Set tasks:
- A) According to the impeachment commentary, which newspaper published Rep. Ted Deutch's op-ed?
- B) Update the impeachment commentary from "One potential area" to "South Florida Sun-Sentinel.", replacing "Judiciary Committee" with "Oversight Committee".
- C) Say whether each statement agrees with the impeachment commentary, and quote the words that decide it: (i) Justin Amash is a former Republican who became an Independent. (ii) The House has 245 Democrats. (iii) Polling shows that most Americans favor impeachment.

Document section:
:::::

One potential area of compromise between Pelosi and half her caucus: She can argue the investigations of Trump that are already going on are akin to investigating impeachment without actually using the politically polarizing “i” word. A lawsuit filed by the House Judiciary Committee to get the full Mueller report actually says they need the information for an impeachment investigation, leading some legal scholars to conclude an impeachment inquiry has already started under the radar.
Some members of Congress are trying to get that word out. “In every meaningful way, our investigation is an impeachment inquiry,” Rep. Ted Deutch (D-Fla.), a member of the Judiciary Committee, wrote in an op-edpublished Thursday by the South Florida Sun-Sentinel.
Even if it goes no further than this symbolic majority-support milestone, this moment will be a bullet point in the history of Trump’s presidency. But there’s a real chance it doesn’t go further than this.
If anything, I would argue that the fact that the number of Democrats calling for impeachment has crossed the halfway mark is far less meaningful than meets the eye. Unless the number gets much larger than that, we’re likely to continue to see Speaker Nancy Pelosi take the position that she has unless and until it gets to the point where she’s effectively standing alone in opposition to a caucus that is overwhelmingly in favor of making the move toward impeachment. That’s unlikely to occur for several reasons, including the fact that most of the undecided members of the Democratic caucus come from the districts that were won in the 2018 election. Many of these include districts that President Trump won in the 2016 election, meaning that they will be difficult for Democrats to hold onto in 2020. Unless and until those members start turning in favor of impeachment in large numbers, Pelosi is likely to approach the issue conservatively and cautiously. From a political point of view, this is exactly what should be doing.
In addition to this, Pelosi is most likely well aware of where the American public is on this issue. Polling has consistently shown that most Americans remain opposed to impeachment, something that we have seen in the polls for months now. As I’ve said before, these polls amplify the political risk that Democrats would be taking if they move forward with impeachment. Even if a majority of the House votes to impeach, something that would only require the votes of 218 of the 235 Democrats in the House, or 217 if you also count the probable yes vote of Justin Amash, the former Republican turned Independent who previously endorsed the President’s impeachment, it’s basically guaranteed that the Senate will not vote to convict and remove the President. This would likely play to the President’s political benefit on the en eve of the 2020 election, and if it happens in a political environment where most Americans don’t believe impeachment should take place then it could backfire on Democrats just as they are trying to pull off the political trifecta of winning back the White House, keeping control of the House, and winning control of the Senate. Accomplishing that will be hard enough without the millstone of going against public opinion added to it.

:::::

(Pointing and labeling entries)
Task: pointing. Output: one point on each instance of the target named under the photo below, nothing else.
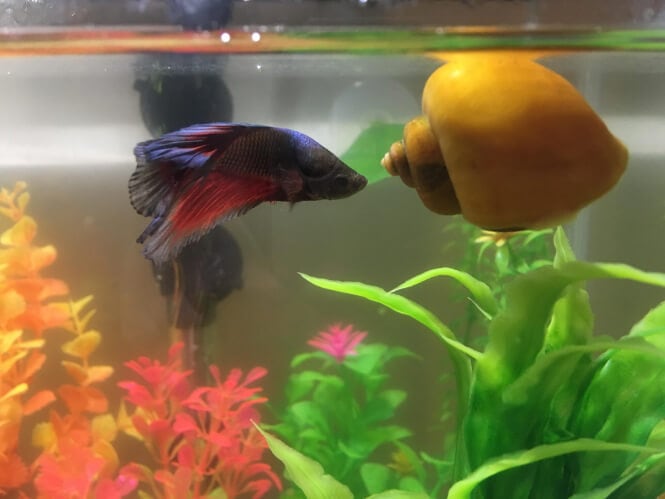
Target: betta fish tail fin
(149, 187)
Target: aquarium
(334, 336)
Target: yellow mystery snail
(507, 143)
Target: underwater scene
(330, 264)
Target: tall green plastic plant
(548, 409)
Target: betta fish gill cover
(332, 249)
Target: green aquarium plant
(548, 408)
(339, 407)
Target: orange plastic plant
(78, 458)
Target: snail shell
(506, 142)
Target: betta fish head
(323, 174)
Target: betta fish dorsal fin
(163, 164)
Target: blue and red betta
(193, 179)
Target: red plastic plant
(202, 440)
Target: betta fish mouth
(344, 186)
(334, 186)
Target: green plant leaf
(306, 473)
(304, 357)
(375, 477)
(365, 153)
(398, 304)
(481, 293)
(644, 480)
(546, 367)
(464, 488)
(563, 250)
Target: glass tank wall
(514, 364)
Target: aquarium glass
(329, 348)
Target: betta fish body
(193, 179)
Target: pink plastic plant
(338, 342)
(202, 440)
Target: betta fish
(191, 180)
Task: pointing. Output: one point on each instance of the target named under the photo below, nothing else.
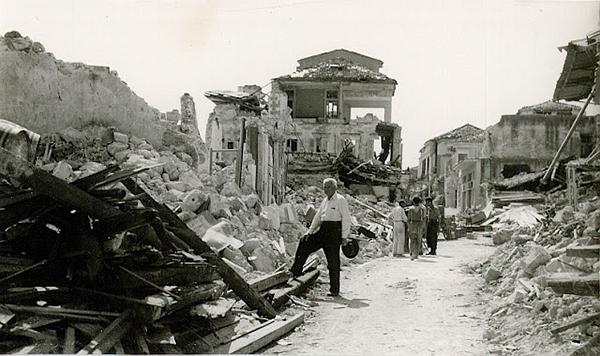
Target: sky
(456, 61)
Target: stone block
(250, 200)
(186, 216)
(235, 204)
(564, 215)
(249, 246)
(593, 222)
(237, 257)
(63, 170)
(272, 213)
(287, 213)
(537, 256)
(217, 207)
(116, 147)
(262, 260)
(502, 236)
(199, 225)
(194, 200)
(122, 156)
(492, 274)
(190, 178)
(181, 186)
(230, 189)
(217, 240)
(121, 138)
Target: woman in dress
(399, 220)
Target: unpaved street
(398, 306)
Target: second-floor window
(331, 104)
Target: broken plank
(106, 340)
(248, 294)
(260, 338)
(269, 281)
(587, 348)
(574, 283)
(69, 344)
(297, 286)
(575, 323)
(592, 251)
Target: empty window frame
(331, 104)
(290, 95)
(292, 145)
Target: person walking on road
(433, 225)
(330, 227)
(416, 226)
(399, 220)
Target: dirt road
(397, 306)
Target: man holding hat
(416, 227)
(330, 227)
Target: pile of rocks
(232, 220)
(523, 309)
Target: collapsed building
(306, 123)
(322, 94)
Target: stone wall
(533, 140)
(47, 95)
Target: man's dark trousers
(329, 238)
(432, 231)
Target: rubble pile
(543, 278)
(127, 281)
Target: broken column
(189, 124)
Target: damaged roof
(549, 107)
(244, 100)
(578, 75)
(465, 132)
(339, 69)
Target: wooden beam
(574, 283)
(586, 349)
(248, 294)
(297, 286)
(592, 251)
(260, 337)
(269, 281)
(69, 344)
(575, 323)
(107, 339)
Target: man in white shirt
(330, 227)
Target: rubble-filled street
(200, 177)
(411, 305)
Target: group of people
(330, 229)
(412, 224)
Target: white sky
(456, 62)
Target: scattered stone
(492, 274)
(116, 147)
(63, 170)
(121, 138)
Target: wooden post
(544, 179)
(210, 161)
(180, 229)
(240, 156)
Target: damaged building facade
(246, 129)
(521, 143)
(322, 95)
(440, 156)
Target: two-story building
(439, 155)
(324, 95)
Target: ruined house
(244, 130)
(527, 141)
(440, 155)
(324, 94)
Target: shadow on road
(354, 303)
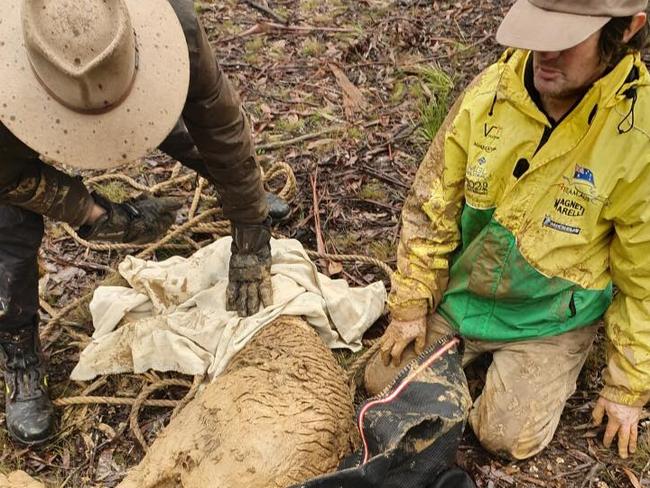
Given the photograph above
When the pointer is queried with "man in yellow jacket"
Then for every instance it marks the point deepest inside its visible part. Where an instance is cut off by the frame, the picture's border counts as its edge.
(530, 205)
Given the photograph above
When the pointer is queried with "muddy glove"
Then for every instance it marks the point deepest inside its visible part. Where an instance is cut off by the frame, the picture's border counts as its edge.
(400, 334)
(135, 221)
(249, 276)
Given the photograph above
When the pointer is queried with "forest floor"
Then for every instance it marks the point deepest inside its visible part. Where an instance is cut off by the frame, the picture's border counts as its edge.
(349, 94)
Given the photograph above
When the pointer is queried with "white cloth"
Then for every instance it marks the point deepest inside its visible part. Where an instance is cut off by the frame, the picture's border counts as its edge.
(174, 318)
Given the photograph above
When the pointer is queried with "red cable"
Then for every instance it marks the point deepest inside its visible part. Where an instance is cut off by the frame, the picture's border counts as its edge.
(434, 357)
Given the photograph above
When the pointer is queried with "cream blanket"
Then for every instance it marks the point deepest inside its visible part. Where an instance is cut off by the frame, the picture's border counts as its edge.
(174, 318)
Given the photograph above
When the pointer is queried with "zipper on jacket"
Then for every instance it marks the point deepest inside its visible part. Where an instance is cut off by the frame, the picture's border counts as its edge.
(545, 137)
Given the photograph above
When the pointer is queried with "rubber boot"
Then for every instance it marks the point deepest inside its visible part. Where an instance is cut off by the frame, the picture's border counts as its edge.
(29, 411)
(278, 208)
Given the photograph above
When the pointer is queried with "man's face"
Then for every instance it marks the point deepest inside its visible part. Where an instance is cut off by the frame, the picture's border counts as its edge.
(568, 73)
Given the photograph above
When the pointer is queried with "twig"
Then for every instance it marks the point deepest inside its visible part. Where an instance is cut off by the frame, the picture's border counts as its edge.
(295, 140)
(384, 177)
(266, 10)
(265, 27)
(592, 474)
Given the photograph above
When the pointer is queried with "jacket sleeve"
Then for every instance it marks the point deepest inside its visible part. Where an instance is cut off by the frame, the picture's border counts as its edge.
(430, 221)
(27, 182)
(221, 131)
(627, 321)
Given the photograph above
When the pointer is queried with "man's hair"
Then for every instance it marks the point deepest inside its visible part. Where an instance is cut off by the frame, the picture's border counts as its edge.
(611, 45)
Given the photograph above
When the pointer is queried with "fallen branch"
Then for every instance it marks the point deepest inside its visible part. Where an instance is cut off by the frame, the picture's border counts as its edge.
(266, 10)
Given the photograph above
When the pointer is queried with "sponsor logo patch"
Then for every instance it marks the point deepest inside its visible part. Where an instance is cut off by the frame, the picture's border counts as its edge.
(584, 174)
(568, 229)
(569, 207)
(492, 131)
(479, 187)
(485, 147)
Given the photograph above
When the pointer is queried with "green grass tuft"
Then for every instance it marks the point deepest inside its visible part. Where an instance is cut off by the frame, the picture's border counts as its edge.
(437, 87)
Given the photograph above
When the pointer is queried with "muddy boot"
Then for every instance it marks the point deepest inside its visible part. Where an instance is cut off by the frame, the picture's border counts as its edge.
(29, 411)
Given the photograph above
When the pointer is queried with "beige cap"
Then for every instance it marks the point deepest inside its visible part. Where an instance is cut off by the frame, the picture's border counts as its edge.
(555, 25)
(92, 84)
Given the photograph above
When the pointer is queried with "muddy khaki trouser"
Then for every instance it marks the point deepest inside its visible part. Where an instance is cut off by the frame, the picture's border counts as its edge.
(526, 387)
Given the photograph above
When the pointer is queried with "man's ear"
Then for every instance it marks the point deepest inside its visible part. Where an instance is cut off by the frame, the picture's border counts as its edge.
(637, 22)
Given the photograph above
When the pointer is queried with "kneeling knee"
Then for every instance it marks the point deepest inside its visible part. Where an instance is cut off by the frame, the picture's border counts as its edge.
(509, 438)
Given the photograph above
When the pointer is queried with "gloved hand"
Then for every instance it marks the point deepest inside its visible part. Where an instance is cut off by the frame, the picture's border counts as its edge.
(249, 276)
(622, 420)
(400, 334)
(135, 221)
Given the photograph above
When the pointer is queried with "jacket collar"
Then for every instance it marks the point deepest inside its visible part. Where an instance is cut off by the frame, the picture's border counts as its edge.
(629, 73)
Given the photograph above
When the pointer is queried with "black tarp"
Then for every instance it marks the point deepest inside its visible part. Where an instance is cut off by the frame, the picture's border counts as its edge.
(412, 430)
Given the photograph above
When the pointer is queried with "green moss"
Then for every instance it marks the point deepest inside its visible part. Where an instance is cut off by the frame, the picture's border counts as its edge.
(383, 250)
(312, 47)
(399, 90)
(116, 191)
(373, 190)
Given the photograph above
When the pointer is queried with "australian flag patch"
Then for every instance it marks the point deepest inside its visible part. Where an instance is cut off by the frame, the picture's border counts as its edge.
(584, 174)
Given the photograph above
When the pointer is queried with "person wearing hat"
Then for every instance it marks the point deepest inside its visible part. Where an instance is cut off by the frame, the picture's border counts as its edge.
(530, 206)
(95, 85)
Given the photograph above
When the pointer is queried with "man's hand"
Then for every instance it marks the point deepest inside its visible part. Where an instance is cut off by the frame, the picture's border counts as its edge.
(400, 334)
(135, 221)
(622, 420)
(249, 275)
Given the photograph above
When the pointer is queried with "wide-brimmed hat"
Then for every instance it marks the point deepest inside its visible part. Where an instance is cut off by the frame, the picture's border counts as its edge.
(555, 25)
(92, 83)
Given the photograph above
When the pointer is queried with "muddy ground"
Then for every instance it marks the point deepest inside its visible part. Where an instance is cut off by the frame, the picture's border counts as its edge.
(296, 64)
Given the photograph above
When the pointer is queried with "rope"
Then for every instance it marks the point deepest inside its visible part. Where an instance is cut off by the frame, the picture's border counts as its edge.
(101, 400)
(195, 224)
(196, 384)
(140, 400)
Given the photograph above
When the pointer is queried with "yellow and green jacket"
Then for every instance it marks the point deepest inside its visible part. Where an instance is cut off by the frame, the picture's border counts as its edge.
(516, 228)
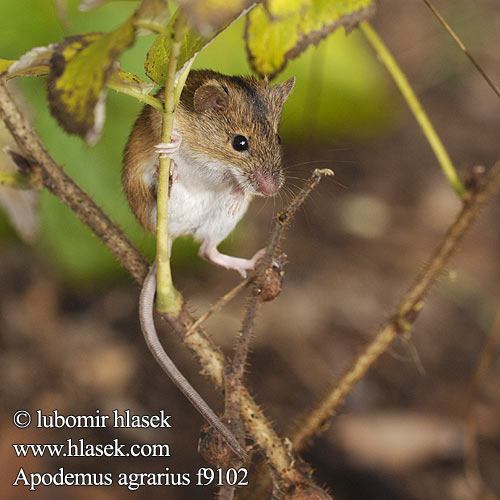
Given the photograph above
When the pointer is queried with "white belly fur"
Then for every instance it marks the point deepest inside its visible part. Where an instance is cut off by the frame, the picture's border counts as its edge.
(203, 202)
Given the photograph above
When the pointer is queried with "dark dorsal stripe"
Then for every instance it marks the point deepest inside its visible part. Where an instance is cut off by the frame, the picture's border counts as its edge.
(259, 106)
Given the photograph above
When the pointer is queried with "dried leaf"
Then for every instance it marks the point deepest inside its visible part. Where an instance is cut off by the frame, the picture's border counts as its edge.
(208, 15)
(276, 33)
(79, 70)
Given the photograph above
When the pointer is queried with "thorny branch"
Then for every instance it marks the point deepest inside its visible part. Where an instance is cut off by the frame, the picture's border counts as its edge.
(269, 260)
(279, 456)
(406, 313)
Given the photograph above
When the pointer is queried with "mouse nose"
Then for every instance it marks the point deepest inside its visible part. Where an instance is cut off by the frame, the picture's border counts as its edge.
(266, 183)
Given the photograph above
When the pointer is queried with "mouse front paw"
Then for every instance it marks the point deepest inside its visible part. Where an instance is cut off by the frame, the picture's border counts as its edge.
(168, 149)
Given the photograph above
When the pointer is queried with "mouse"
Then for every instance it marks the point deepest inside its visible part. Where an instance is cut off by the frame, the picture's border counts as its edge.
(225, 150)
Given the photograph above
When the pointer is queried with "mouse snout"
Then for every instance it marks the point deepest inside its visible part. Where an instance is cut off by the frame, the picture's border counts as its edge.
(267, 183)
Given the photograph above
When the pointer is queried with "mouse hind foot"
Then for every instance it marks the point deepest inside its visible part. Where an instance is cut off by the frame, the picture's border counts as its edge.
(209, 251)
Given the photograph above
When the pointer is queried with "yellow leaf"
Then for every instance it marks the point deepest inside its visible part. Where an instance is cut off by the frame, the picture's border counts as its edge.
(281, 30)
(79, 69)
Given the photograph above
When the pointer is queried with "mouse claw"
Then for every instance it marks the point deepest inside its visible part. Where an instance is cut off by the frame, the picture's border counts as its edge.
(168, 149)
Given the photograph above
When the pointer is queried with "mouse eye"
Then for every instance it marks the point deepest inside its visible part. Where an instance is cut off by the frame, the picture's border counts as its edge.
(240, 143)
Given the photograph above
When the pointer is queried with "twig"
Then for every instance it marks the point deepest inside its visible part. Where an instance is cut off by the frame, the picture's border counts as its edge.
(462, 46)
(200, 344)
(62, 186)
(167, 297)
(418, 111)
(471, 463)
(282, 221)
(233, 380)
(404, 316)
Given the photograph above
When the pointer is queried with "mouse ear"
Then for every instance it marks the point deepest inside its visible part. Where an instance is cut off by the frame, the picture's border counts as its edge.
(209, 96)
(283, 90)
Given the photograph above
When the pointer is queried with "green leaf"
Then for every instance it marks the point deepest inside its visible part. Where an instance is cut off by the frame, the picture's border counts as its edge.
(129, 84)
(206, 16)
(79, 70)
(192, 44)
(151, 17)
(86, 5)
(283, 30)
(33, 63)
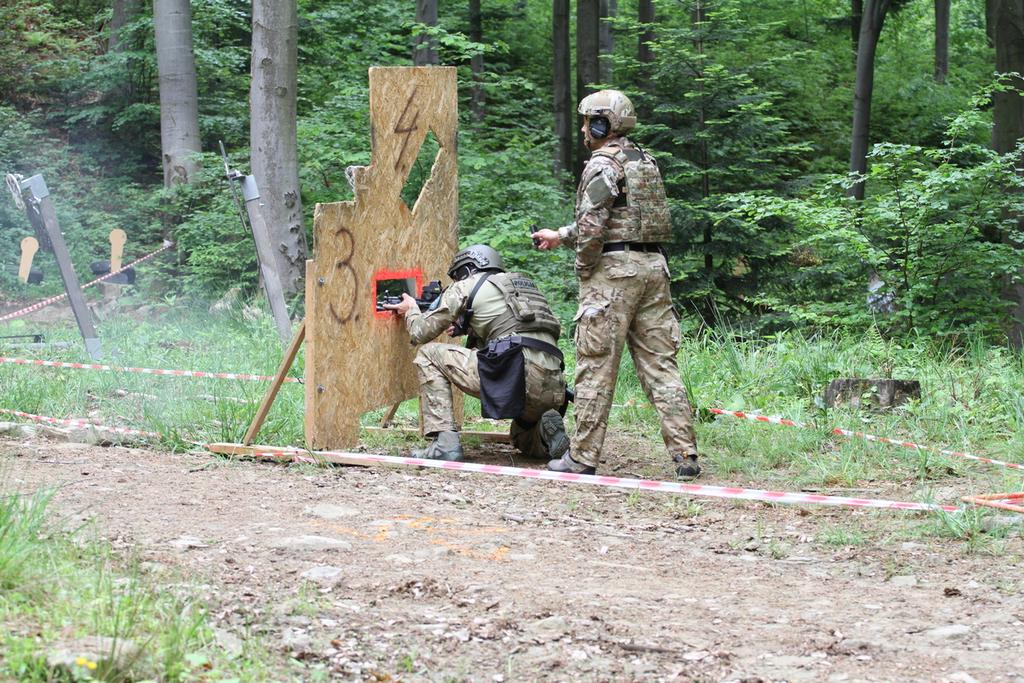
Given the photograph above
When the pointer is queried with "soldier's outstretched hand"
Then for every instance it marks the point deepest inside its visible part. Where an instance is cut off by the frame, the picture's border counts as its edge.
(407, 304)
(546, 239)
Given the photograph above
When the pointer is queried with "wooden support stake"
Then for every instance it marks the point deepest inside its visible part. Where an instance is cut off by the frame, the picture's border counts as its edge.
(268, 267)
(279, 379)
(40, 210)
(286, 454)
(29, 248)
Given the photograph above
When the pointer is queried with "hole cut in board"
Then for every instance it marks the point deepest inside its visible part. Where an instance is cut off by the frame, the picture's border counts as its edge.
(420, 171)
(388, 287)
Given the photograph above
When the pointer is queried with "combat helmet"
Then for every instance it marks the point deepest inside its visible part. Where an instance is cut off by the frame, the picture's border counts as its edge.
(613, 105)
(472, 259)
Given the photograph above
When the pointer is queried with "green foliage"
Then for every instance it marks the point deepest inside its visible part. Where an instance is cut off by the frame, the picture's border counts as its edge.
(715, 132)
(931, 226)
(755, 97)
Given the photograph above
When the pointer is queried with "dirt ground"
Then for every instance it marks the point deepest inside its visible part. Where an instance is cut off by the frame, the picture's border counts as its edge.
(396, 573)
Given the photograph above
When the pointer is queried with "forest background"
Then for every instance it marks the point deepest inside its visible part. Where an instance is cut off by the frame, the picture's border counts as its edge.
(751, 107)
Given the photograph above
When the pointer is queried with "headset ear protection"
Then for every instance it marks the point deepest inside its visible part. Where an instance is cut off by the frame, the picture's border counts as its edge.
(599, 127)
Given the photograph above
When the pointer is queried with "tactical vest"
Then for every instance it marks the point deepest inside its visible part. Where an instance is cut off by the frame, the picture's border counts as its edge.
(525, 308)
(644, 216)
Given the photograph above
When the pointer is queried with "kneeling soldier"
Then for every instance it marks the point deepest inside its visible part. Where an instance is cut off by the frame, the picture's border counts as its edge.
(510, 361)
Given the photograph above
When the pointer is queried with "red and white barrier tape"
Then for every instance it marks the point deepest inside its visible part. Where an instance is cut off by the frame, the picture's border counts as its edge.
(144, 371)
(79, 423)
(868, 437)
(59, 297)
(732, 493)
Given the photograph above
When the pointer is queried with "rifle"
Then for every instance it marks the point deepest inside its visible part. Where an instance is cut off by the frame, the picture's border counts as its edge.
(431, 293)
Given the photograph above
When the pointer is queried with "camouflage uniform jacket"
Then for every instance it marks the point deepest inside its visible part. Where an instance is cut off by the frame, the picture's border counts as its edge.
(600, 184)
(489, 314)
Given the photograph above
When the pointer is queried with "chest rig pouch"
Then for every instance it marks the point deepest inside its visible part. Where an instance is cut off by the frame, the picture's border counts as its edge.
(644, 216)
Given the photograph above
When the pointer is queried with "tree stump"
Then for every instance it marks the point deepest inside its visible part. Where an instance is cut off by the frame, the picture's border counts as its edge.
(876, 393)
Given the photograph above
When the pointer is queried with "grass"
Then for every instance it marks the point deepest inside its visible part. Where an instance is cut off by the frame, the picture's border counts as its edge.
(53, 582)
(58, 586)
(971, 401)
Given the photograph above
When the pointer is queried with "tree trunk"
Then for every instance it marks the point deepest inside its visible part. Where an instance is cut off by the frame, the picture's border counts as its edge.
(870, 29)
(941, 40)
(562, 85)
(645, 55)
(1005, 19)
(606, 39)
(178, 93)
(123, 12)
(856, 18)
(272, 133)
(425, 51)
(697, 16)
(588, 27)
(476, 61)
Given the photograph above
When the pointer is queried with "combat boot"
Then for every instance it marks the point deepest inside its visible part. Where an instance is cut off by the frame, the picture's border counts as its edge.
(566, 464)
(444, 446)
(553, 434)
(686, 466)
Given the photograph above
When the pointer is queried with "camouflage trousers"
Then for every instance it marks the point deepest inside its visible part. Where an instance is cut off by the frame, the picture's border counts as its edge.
(441, 366)
(626, 301)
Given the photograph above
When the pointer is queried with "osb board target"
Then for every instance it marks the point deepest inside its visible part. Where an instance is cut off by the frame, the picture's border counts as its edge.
(358, 359)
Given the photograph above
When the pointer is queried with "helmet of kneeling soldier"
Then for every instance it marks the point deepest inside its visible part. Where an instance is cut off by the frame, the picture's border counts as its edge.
(473, 259)
(614, 107)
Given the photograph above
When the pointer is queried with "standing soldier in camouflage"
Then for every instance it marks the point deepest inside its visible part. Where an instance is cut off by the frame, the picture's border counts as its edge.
(622, 218)
(510, 361)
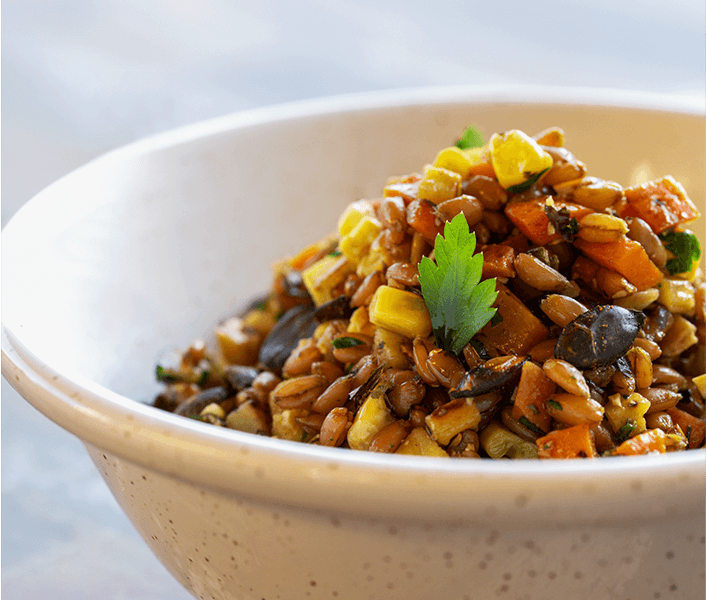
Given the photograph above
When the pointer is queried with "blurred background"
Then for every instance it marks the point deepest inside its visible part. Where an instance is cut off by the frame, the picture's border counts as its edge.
(81, 77)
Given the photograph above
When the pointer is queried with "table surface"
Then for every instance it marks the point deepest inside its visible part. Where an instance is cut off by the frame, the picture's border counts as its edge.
(80, 78)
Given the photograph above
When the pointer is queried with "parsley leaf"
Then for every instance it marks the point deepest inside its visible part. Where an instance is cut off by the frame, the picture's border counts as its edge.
(346, 342)
(685, 247)
(459, 304)
(471, 138)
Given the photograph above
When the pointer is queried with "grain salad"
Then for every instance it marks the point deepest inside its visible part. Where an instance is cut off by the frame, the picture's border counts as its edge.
(501, 303)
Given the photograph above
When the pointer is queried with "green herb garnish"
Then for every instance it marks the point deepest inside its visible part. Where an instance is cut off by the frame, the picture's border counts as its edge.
(521, 187)
(531, 426)
(458, 302)
(624, 432)
(471, 138)
(346, 342)
(685, 247)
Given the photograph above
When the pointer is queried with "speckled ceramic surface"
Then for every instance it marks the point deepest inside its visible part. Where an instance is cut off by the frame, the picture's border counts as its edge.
(151, 245)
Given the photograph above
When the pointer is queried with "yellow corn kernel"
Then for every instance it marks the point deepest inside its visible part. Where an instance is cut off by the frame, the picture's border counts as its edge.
(324, 275)
(239, 345)
(700, 383)
(677, 296)
(498, 441)
(517, 158)
(371, 417)
(419, 443)
(360, 322)
(353, 214)
(355, 244)
(388, 348)
(452, 418)
(621, 412)
(400, 311)
(453, 159)
(285, 426)
(439, 184)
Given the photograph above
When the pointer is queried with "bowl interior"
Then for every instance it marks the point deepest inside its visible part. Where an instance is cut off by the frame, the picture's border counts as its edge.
(149, 246)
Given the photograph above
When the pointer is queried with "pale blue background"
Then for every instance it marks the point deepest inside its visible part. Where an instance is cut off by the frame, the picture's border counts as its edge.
(82, 77)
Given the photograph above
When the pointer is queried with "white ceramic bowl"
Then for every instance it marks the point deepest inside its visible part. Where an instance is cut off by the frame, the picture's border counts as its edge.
(149, 246)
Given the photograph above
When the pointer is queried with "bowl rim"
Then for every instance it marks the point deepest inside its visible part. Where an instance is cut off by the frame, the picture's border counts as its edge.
(346, 480)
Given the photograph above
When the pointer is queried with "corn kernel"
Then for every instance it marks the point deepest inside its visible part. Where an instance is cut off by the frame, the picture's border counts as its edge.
(452, 418)
(439, 184)
(371, 417)
(627, 412)
(324, 275)
(453, 159)
(353, 214)
(517, 158)
(400, 311)
(677, 296)
(355, 244)
(419, 443)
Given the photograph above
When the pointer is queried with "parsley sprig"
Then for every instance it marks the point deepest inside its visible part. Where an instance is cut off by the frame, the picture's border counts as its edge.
(458, 302)
(685, 247)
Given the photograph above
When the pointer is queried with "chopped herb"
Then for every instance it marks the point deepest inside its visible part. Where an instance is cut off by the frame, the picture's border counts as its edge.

:::::

Results of the tasks:
- A) The South Florida Sun-Sentinel.

- B)
One potential area of compromise between Pelosi and half her caucus: She can argue the investigations of Trump that are already going on are akin to investigating impeachment without actually using the politically polarizing “i” word. A lawsuit filed by the House Oversight Committee to get the full Mueller report actually says they need the information for an impeachment investigation, leading some legal scholars to conclude an impeachment inquiry has already started under the radar.
Some members of Congress are trying to get that word out. “In every meaningful way, our investigation is an impeachment inquiry,” Rep. Ted Deutch (D-Fla.), a member of the Oversight Committee, wrote in an op-edpublished Thursday by the South Florida Sun-Sentinel.

- C)
(i) Yes: "the former Republican turned Independent."
(ii) No: "218 of the 235 Democrats in the House."
(iii) No: "most Americans remain opposed to impeachment."